Текст документа =
Тогда Владимир Алексеевич сказал Толстому, что Лизгаро много насочинял в своей исповеди и не следует фантазиями арестанта будоражить людей.
– Всё равно интересно прочиталось бы, – возразил Лев Николаевич. – Во всяком случае, очень вам благодарен. Да ему, думаю, больше ничего и не нужно, кроме денег.
Вскоре Гиляровский получил из Каинска благодарственное письмо, чем и порадовал великого писателя.
– Я был в этом уверен, – сказал Толстой и добавил: – А всё-таки когда-нибудь напечатаете!
Скамейка.
В 1927–1928 годах в Большом Лёвшинском переулке был построен дом (8а) для жилищного кооператива «Искусство и труд». Заселили его в основном артисты театра имени Е. Б. Вахтангова. У подъездов дома стояли скамейки, которые часто становились местом оживлённых дискуссий.– Сидя на этих скамейках, – вспоминал солист Ансамбля песни и пляски Советской Армии В. Л. Русланов, – знаменитые вахтанговские актёры живо обсуждали свои внутритеатральные дела. Но были и такие, что выходили из дома просто подышать свежим воздухом. Чаще всего это свидетельствовало о недомогании или болезни, когда на более далёкую прогулку уже не было сил. Так и мой отец в последний год своей жизни спускался с третьего этажа своей квартиры во двор и присаживался на скамейку, по-прежнему окидывал двор «руслановским глазом», но сил для руководящих указаний у него уже не было.

Предоставленные строки =
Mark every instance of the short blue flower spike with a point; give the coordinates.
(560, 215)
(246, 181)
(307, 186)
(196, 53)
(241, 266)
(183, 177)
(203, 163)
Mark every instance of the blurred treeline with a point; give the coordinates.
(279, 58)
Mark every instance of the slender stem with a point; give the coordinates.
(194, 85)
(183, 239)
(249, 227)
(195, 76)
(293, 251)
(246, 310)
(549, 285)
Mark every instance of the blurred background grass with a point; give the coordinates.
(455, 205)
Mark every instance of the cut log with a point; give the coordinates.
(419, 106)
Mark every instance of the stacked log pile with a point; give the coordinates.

Задание = Скопируйте без изменений фрагмент из текста документа, начиная со слов «В 1927–1928 годах» и далее до слов «уже не было.» включительно. Строки представляют собой отдельный материал.

Ответ ниже =
В 1927–1928 годах в Большом Лёвшинском переулке был построен дом (8а) для жилищного кооператива «Искусство и труд». Заселили его в основном артисты театра имени Е. Б. Вахтангова. У подъездов дома стояли скамейки, которые часто становились местом оживлённых дискуссий.– Сидя на этих скамейках, – вспоминал солист Ансамбля песни и пляски Советской Армии В. Л. Русланов, – знаменитые вахтанговские актёры живо обсуждали свои внутритеатральные дела. Но были и такие, что выходили из дома просто подышать свежим воздухом. Чаще всего это свидетельствовало о недомогании или болезни, когда на более далёкую прогулку уже не было сил. Так и мой отец в последний год своей жизни спускался с третьего этажа своей квартиры во двор и присаживался на скамейку, по-прежнему окидывал двор «руслановским глазом», но сил для руководящих указаний у него уже не было.